- [Directions]:
- 1) According to the lobster text, where was the largest lobster specimen captured?
- 2) Reproduce the lobster text from "The aging process" up to and including "weighing 20.15 kilograms.", renaming "specimen" as "individual".

Lobsters

Lobsters are large marine crustaceans that belong to the family Nephropidae. They have long bodies and are characterized by their large first pair of claws and muscular tails. They can be found in all oceans, usually on rocky or muddy bottoms, living in crevices and burrows and feeding on plants, mollusks and fish.

Anatomy

All lobster species have their bodies protected by a hard exoskeleton. In order to grow, they must molt their carapace which makes them vulnerable to predators, and some have adapted to changing color until developing a new exoskeleton. These animals have 5 pairs of legs, with the first 3 having claws. The first pair of claws is the largest, which is used for catching prey or for defending or scooping up the sea floor. Due to the specific techniques and diets, lobsters may have specialized claws which may alter their general bilateral symmetry.

The body of a lobster is composed of a cephalothorax – which is actually the head and the thorax fused together, protected by a hard external carapace – and a strong and muscular abdomen which is used for swimming. The head of a lobster has appendages such as antennae, with which it senses movement and food on the sea floor, since they usually live in a murky environment where the eyes don’t play a significant role. On the head there are also present the mandibles, two pair of maxillae and the maxilllipeds.

Life span

Large lobster specimens have been estimated to be 60 years of age, although an accurate determination of their age is difficult. There is research that may suggest that the age of the lobster does not influence fertility, as it will not slow down or decrease in quality over time. It has been discovered that older lobsters are actually more fertile than younger specimens. In most vertebrates, telomerase, an enzyme responsible for repairing telomeres (the repetitive ends of chromosomes), is active only during early stages of development.

The aging process is strongly related to the lack of telomerase activity, but it seems that in the case of lobster species, this enzyme continues its activity though the entire adulthood, and it is expressed throughout all the tissues of the body. This telomerase activity has been correlated to the particularly long life span and fertility of lobster species.

Because lobsters grow throughout their entire life time, they are able to reach impressive sizes, with the largest specimen, captured in Nova Scotia, Canada, weighing 20.15 kilograms.

Records taken from a dataset:
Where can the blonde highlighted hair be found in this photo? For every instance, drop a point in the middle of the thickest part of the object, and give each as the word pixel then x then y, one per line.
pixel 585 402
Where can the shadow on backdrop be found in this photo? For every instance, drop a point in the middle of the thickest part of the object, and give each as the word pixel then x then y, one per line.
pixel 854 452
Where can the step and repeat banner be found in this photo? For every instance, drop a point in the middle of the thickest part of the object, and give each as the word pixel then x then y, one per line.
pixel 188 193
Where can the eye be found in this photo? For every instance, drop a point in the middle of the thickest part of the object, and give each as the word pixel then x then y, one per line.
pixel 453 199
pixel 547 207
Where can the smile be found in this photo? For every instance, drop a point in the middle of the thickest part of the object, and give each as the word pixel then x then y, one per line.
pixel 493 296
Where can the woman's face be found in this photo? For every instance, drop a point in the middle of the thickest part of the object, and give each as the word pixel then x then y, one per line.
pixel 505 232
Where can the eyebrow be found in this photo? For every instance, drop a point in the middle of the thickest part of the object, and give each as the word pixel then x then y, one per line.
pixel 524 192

- [Your written answers]:
- 1) In Nova Scotia, Canada.

- 2)
The aging process is strongly related to the lack of telomerase activity, but it seems that in the case of lobster species, this enzyme continues its activity though the entire adulthood, and it is expressed throughout all the tissues of the body. This telomerase activity has been correlated to the particularly long life span and fertility of lobster species.

Because lobsters grow throughout their entire life time, they are able to reach impressive sizes, with the largest individual, captured in Nova Scotia, Canada, weighing 20.15 kilograms.